Copy out the material below word for word, leaving out the pictures.

Entries supplied

* start *

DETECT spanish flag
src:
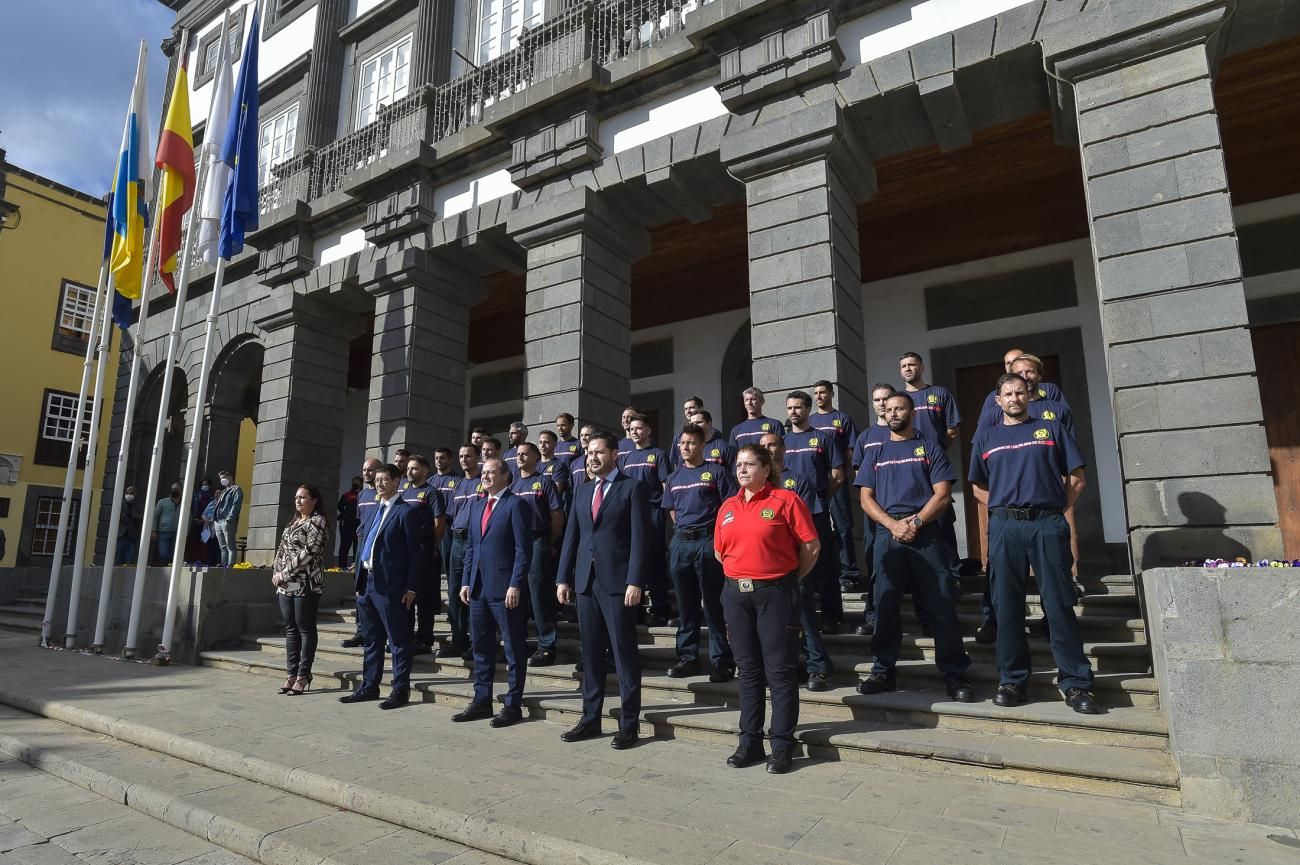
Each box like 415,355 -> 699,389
108,42 -> 152,299
156,52 -> 194,294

* end *

Output of the task
DETECT spanish flag
src:
Each box like 415,355 -> 699,389
108,42 -> 152,299
156,52 -> 194,294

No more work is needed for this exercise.